> [Exercise objective]:
Look over the material for the string "white". Copy every line where it turns up.

> [Material to process]:
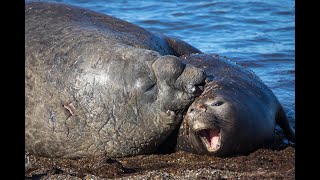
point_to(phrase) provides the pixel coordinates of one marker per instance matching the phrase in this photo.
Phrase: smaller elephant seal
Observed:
(235, 114)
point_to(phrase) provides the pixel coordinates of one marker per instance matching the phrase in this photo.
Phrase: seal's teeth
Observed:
(170, 112)
(191, 88)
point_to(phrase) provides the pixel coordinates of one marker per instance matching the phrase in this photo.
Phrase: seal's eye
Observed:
(218, 103)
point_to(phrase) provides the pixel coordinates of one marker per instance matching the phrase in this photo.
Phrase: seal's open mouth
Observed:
(211, 138)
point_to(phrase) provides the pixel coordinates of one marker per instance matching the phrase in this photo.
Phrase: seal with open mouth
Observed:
(236, 112)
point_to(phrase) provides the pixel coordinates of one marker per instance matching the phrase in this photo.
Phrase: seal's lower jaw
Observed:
(211, 138)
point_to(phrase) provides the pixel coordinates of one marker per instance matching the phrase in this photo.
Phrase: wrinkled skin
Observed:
(95, 84)
(235, 114)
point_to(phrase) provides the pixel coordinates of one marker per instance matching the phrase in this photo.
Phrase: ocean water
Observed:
(258, 34)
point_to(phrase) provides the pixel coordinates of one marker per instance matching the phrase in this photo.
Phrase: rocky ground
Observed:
(276, 161)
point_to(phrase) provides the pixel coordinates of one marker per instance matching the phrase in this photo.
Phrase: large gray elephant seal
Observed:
(235, 114)
(95, 84)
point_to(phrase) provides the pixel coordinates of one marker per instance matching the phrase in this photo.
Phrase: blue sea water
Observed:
(256, 33)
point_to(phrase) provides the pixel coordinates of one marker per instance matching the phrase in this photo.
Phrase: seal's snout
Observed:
(211, 138)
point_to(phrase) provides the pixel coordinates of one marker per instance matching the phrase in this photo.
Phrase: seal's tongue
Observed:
(212, 136)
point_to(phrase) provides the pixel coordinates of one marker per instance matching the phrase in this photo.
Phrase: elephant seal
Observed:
(95, 84)
(235, 114)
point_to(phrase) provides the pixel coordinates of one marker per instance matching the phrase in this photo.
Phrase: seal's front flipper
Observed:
(283, 122)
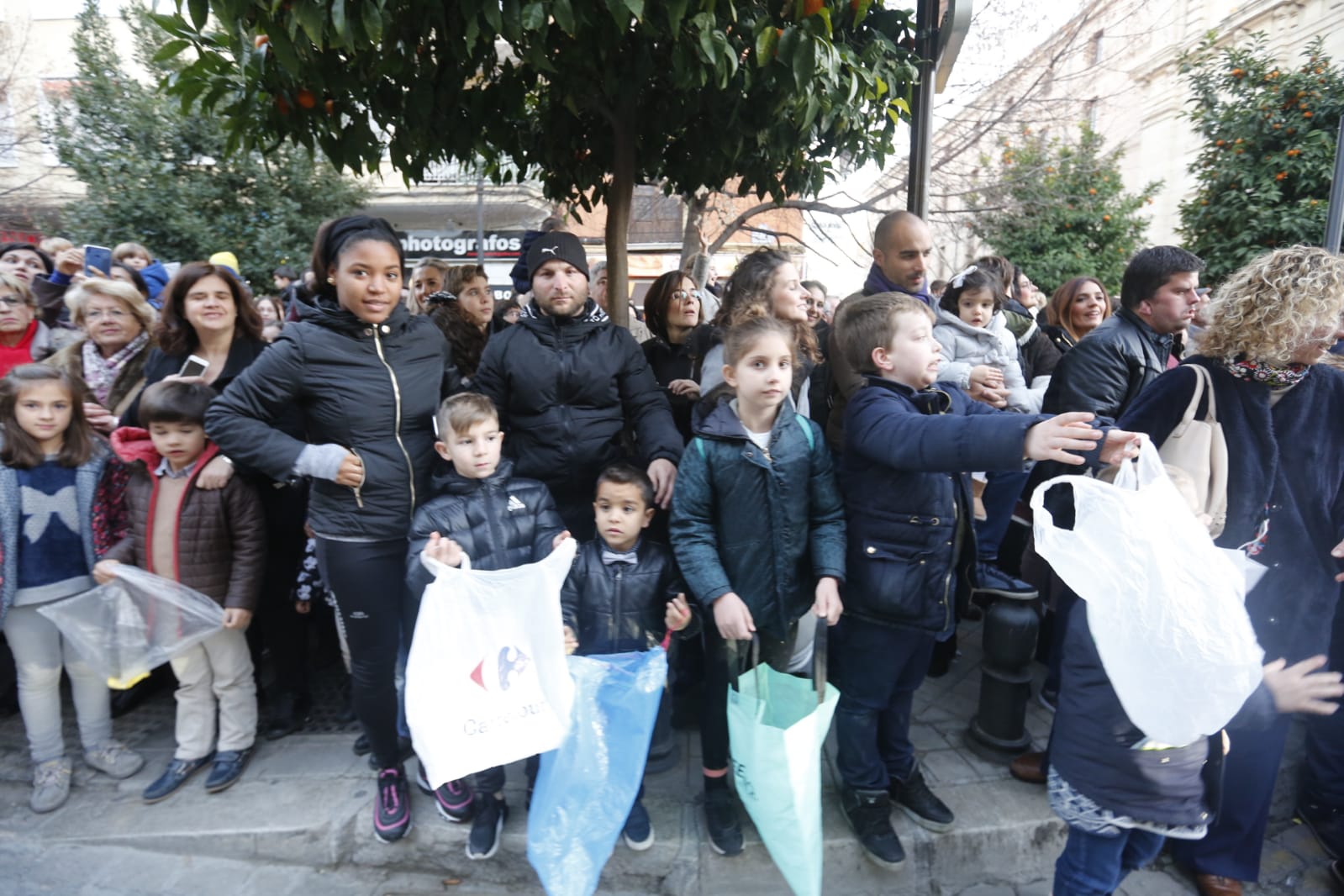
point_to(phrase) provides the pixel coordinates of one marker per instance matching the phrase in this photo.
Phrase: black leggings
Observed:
(368, 582)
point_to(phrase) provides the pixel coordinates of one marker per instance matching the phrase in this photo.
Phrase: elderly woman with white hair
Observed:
(114, 323)
(1270, 327)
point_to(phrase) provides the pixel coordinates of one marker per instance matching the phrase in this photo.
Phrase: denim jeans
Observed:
(878, 671)
(1003, 488)
(1095, 864)
(40, 653)
(1323, 772)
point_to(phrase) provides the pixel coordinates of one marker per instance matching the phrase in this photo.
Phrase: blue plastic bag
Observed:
(777, 725)
(586, 788)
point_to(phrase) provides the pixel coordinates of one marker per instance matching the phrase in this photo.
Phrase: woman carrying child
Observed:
(757, 528)
(1270, 327)
(367, 377)
(53, 527)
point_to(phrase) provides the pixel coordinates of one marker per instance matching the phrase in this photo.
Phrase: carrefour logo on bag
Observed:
(511, 664)
(496, 675)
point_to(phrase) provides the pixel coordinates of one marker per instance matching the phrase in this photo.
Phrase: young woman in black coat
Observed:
(367, 377)
(1270, 327)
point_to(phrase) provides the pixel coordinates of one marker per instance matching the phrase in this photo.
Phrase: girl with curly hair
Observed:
(1270, 328)
(767, 280)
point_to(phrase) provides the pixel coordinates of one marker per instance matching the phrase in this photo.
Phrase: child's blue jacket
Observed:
(906, 478)
(762, 524)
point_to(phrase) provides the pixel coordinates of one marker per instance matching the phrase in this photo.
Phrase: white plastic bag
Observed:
(134, 624)
(1164, 604)
(486, 682)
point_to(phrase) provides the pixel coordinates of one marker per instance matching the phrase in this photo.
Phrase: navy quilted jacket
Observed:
(762, 524)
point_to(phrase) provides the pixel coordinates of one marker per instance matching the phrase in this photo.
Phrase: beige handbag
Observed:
(1198, 448)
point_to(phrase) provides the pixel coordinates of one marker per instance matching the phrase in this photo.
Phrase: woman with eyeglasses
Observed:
(23, 337)
(672, 312)
(114, 341)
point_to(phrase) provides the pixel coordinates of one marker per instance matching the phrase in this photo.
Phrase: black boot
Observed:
(868, 813)
(917, 801)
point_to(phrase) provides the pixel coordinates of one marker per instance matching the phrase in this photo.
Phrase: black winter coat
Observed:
(670, 363)
(242, 352)
(1093, 739)
(372, 390)
(1288, 458)
(762, 524)
(500, 523)
(906, 484)
(1105, 372)
(565, 388)
(621, 608)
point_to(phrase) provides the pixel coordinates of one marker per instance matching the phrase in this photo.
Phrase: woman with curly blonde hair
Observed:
(1270, 325)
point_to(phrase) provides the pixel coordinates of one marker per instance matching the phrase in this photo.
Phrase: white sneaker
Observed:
(50, 785)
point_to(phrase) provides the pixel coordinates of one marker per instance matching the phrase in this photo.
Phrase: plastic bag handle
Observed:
(1142, 471)
(735, 658)
(819, 661)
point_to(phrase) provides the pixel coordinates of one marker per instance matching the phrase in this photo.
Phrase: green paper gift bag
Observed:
(777, 725)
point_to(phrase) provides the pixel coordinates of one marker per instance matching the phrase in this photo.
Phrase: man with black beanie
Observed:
(569, 383)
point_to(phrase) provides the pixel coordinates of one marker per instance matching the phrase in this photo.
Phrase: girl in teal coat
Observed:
(757, 528)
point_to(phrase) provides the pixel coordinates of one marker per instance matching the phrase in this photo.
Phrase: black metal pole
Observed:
(1335, 213)
(921, 119)
(480, 219)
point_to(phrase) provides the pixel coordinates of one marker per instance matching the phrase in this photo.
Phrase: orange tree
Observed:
(1059, 210)
(1263, 171)
(589, 98)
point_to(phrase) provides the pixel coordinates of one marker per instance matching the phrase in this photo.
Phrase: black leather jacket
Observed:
(1106, 371)
(621, 608)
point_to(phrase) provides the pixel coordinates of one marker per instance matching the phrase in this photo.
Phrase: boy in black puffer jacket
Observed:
(482, 519)
(624, 592)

> [Result for this exercise]:
Phrase: elderly woman with white hair
Phrase: white plastic bag
Phrase: white sneaker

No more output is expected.